DOCUMENT SEGMENT:
⁂

General characteristics
- Class & type: Patoka Replenishment oiler
- Displacement: 16,800 long tons (17,070 t) (full)
- Length: 477 ft 10 in (145.64 m)
- Beam: 60 ft (18 m)
- Draft: Max. 29 ft (8.8 m)
- Speed: 11.2 knots (20.7 km/h; 12.9 mph)
- Capacity: 70,000 barrels
- Complement: 90
- Armament: 2 × single 5"/38 caliber guns; 4 × twin 20 mm guns;

= USS Rapidan =

Oiler of the United States Navy

USS Rapidan (AO-18), was a US Navy tanker of World War II.

Rapidan was built under U.S. Shipping Board contract by the Newport News Shipbuilding & Dry Dock Co., Newport News, Virginia. It was launched on 25 October 1919 transferred to the Navy in October 1921; and commissioned as a US Navy vessel on 1 January 1922.

Assigned to the Naval Transport Service, Rapidan remained in commission for only 6 months, most of which was spent at Norfolk. Rapidan was decommissioned on 22 June 1922 and was berthed with the James River Group, Atlantic Reserve Fleet, until it was recommissioned on 22 January 1940.

For the 18 months following her second commissioning, Rapidan carried fuel from the Texas oil ports to ships and stations in the Caribbean and along the U.S. Atlantic coast.

Between September 1941 and November 1942, she supplied petroleum products to Atlantic Fleet units at Halifax, Canada, Naval Station Argentia, Newfoundland, Reykjavík and Hvalfjörður in Iceland, and various ports in Greenland. Then, after overhaul, she served as escort oiler on a convoy to Casablanca. On her return to New York, in early February 1943, Rapidan resumed operations off the northeast coast, steaming between New York, Boston, Portland, Maine, and Argentia until April when she got underway for her first Mediterranean convoy. Fueling units en route, she arrived at Gibraltar on 24 May, continued on to Oran in French North Africa, discharged her cargo, then returned to the United States and coastal operations. In July while at Norfolk Naval Shipyard, Rapidan had new, secret, Mark 29 "anti-torpedo" gear installed. In September she resumed operations in the Caribbean and on the 11th was damaged by an underwater explosion some 100 yards off the starboard quarter from a torpedo detonated by the anti-torpedo gear which resulted in damage to the hull plates. Repairs were completed at Charleston; and, on the 25th, she resumed her oil runs, operating as far south as the Netherlands West Indies, and as far north as Argentia.

⁂

Dataset excerpts:
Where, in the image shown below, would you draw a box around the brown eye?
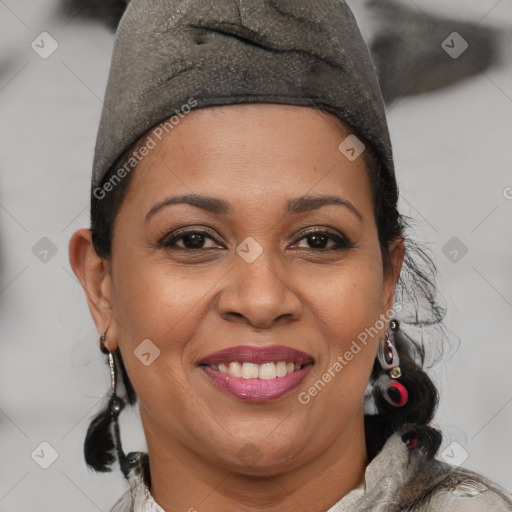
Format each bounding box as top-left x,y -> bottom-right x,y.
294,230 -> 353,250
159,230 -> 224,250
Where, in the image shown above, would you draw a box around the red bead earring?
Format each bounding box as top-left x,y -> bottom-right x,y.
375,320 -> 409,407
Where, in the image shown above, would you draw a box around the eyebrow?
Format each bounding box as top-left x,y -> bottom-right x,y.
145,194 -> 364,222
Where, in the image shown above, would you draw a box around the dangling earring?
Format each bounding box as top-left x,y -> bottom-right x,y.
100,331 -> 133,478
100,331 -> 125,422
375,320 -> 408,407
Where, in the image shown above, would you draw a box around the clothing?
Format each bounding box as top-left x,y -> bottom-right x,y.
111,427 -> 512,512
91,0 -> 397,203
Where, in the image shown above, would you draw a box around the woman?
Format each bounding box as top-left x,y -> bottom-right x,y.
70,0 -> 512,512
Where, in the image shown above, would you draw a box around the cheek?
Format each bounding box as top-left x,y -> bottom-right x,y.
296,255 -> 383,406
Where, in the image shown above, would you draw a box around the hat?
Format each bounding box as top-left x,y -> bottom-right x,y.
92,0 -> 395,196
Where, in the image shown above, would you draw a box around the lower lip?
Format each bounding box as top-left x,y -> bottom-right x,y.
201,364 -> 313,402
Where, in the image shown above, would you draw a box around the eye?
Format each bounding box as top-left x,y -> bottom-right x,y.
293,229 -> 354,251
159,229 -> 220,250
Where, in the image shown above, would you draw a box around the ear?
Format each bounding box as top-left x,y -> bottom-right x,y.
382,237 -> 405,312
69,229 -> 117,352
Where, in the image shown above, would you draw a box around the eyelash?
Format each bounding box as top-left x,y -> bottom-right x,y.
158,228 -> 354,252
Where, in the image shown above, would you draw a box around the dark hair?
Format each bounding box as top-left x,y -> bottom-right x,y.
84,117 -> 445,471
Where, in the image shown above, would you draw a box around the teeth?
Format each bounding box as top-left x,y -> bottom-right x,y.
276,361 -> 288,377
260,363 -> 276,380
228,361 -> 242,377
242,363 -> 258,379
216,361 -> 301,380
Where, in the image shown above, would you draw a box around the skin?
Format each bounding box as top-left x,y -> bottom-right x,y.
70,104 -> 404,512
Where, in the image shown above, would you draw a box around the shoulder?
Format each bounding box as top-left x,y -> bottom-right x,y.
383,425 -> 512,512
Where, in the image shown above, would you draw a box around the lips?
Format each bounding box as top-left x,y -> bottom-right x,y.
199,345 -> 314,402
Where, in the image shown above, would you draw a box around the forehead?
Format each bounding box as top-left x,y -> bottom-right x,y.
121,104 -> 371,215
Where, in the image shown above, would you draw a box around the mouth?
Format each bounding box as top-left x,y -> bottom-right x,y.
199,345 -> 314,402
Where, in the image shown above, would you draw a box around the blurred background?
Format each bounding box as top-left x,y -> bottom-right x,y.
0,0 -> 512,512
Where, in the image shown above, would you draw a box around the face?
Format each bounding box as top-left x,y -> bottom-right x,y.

⁂

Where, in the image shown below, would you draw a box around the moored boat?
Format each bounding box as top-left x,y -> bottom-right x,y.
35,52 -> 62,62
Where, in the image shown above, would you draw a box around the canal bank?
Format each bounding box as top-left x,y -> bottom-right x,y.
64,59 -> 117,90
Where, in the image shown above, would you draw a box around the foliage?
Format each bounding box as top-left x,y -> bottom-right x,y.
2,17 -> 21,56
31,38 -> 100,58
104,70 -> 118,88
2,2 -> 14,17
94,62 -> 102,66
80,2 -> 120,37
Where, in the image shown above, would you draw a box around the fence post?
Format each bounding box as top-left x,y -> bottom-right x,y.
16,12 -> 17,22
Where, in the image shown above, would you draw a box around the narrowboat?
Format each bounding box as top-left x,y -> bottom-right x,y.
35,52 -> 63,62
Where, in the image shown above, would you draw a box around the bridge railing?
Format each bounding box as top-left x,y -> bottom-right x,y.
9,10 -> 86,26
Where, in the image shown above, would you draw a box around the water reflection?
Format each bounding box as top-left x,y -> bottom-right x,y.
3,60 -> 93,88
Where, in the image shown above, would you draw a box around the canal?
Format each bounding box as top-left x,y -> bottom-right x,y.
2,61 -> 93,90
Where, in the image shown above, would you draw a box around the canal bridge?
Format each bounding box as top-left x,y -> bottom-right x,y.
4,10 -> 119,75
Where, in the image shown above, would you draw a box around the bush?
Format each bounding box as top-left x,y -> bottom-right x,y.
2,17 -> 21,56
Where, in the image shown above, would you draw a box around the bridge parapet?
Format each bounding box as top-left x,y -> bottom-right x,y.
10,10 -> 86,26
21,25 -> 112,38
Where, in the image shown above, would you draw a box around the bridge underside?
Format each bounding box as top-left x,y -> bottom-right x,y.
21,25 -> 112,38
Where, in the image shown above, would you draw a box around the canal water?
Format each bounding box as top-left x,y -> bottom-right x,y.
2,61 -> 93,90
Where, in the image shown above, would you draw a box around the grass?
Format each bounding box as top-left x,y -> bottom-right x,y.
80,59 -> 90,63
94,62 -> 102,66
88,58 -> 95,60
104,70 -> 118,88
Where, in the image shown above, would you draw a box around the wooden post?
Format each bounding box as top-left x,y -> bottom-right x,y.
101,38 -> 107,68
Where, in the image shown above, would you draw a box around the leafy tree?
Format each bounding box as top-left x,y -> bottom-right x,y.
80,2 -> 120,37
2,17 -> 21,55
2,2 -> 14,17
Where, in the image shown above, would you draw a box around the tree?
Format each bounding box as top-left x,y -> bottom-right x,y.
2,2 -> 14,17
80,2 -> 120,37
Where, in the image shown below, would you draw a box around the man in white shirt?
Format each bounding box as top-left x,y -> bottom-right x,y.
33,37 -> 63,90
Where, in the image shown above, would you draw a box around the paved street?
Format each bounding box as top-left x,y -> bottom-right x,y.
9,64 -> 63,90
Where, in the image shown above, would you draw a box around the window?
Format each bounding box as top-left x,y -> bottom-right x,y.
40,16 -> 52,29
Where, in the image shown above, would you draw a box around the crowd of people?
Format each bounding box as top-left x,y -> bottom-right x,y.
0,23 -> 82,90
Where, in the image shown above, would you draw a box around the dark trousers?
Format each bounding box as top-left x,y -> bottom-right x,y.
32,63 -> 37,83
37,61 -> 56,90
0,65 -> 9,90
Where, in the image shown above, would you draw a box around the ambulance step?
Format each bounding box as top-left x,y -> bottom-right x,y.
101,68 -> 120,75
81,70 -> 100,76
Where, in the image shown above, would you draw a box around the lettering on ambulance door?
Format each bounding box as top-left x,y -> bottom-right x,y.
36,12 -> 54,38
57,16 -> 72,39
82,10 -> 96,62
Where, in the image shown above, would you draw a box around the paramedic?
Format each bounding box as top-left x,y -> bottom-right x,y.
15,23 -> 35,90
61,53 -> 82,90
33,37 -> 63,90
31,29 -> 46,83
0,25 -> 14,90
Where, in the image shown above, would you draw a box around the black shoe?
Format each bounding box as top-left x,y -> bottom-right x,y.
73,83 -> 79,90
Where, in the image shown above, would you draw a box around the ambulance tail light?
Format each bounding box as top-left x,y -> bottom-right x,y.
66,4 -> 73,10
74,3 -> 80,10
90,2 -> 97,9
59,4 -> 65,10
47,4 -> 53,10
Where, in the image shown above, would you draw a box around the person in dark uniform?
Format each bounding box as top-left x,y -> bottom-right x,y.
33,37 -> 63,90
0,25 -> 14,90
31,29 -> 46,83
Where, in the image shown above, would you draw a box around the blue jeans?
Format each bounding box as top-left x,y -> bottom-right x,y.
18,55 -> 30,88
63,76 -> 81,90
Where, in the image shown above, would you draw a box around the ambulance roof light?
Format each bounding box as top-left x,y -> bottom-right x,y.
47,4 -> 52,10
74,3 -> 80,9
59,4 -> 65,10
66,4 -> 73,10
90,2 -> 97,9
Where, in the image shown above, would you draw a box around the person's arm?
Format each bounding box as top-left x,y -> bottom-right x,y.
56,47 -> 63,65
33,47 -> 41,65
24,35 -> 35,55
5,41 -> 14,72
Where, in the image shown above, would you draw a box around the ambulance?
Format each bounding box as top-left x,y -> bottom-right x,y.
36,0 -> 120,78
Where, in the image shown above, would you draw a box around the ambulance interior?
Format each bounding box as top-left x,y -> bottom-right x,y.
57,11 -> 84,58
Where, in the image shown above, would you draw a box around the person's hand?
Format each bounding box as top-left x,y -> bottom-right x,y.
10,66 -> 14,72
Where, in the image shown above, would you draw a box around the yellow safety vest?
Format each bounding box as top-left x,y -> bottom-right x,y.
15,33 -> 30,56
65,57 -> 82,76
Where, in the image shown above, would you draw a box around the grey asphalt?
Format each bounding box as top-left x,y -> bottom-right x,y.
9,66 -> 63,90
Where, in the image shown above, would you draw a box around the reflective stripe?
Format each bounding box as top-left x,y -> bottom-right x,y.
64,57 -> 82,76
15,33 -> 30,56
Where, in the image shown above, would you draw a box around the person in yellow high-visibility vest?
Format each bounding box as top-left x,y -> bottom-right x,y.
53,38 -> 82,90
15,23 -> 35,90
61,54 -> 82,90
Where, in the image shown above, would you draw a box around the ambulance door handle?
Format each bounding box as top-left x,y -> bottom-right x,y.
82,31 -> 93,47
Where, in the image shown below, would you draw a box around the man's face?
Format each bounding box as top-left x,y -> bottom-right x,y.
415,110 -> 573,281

⁂

ASSIGNED TASK A: Could you reproduce the USS Rapidan text starting at "Oiler of the" and ending at "1 January 1922.", replacing "tanker" with "fuel ship"?
ASSIGNED TASK B: According to the USS Rapidan text, why did the ship suffer damage on 11 September 1943? Answer in one to three sentences.
The records have no connection to the text about USS Rapidan.

EXERCISE OUTPUT A:
Oiler of the United States Navy

USS Rapidan (AO-18), was a US Navy fuel ship of World War II.

Rapidan was built under U.S. Shipping Board contract by the Newport News Shipbuilding & Dry Dock Co., Newport News, Virginia. It was launched on 25 October 1919 transferred to the Navy in October 1921; and commissioned as a US Navy vessel on 1 January 1922.

EXERCISE OUTPUT B: A torpedo set off by the ship's new Mark 29 anti-torpedo gear caused an underwater explosion about 100 yards off the starboard quarter. That explosion damaged Rapidan's hull plates.